Weekend protest organised for Halesowen over controversial "bedroom tax"

A PROTEST is being held in Halesowen this weekend by local residents opposed to the Government’s controversial “bedroom tax.”

On Saturday, as part of national campaign, local Labour party campaigners will descend on the town centre to protest about the removal of the spare room subsidy benefit.

Campaign organiser Stephanie Peacock said: “Across Halesowen and Rowley Regis over 1200 households will be hit by this unfair bedroom tax.

“Two thirds of the households hit are home to someone with a disability or families with a member serving in the Armed Forces who will have to find extra money whilst their loved one is fighting for Britain overseas.”

Miss Peacock added: “Everyone wants to see sensible welfare reform but the bedroom tax is not the answer.

“The tax was introduced to solve under-occupancy in council housing but the there are not enough smaller homes to make this happen.

The unfair tax hits those who serve our Country in the Armed Forces as well as the most disabled and sick.”

This week Work and Pensions minister Iain Duncan Smith announced he would not implement the removal of the spare room supplement on foster families and those with members of the serving military.

However, the Government will still push ahead on with the benefit changes as it believes the scheme will free up homes for thousands of houses for people living in cramped conditions.

Task 1: According to the article on the Halesowen protest, how many households across Halesowen and Rowley Regis will be hit by the bedroom tax?
Task 2: List every place name that appears in the article on the Halesowen protest.

Data excerpt:
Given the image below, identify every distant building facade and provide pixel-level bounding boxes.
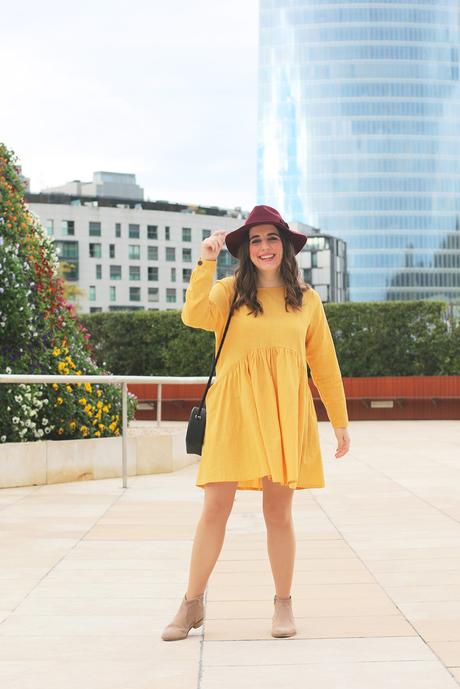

Exercise output 1: Over 1200 households.

Exercise output 2: Halesowen, Rowley Regis, Britain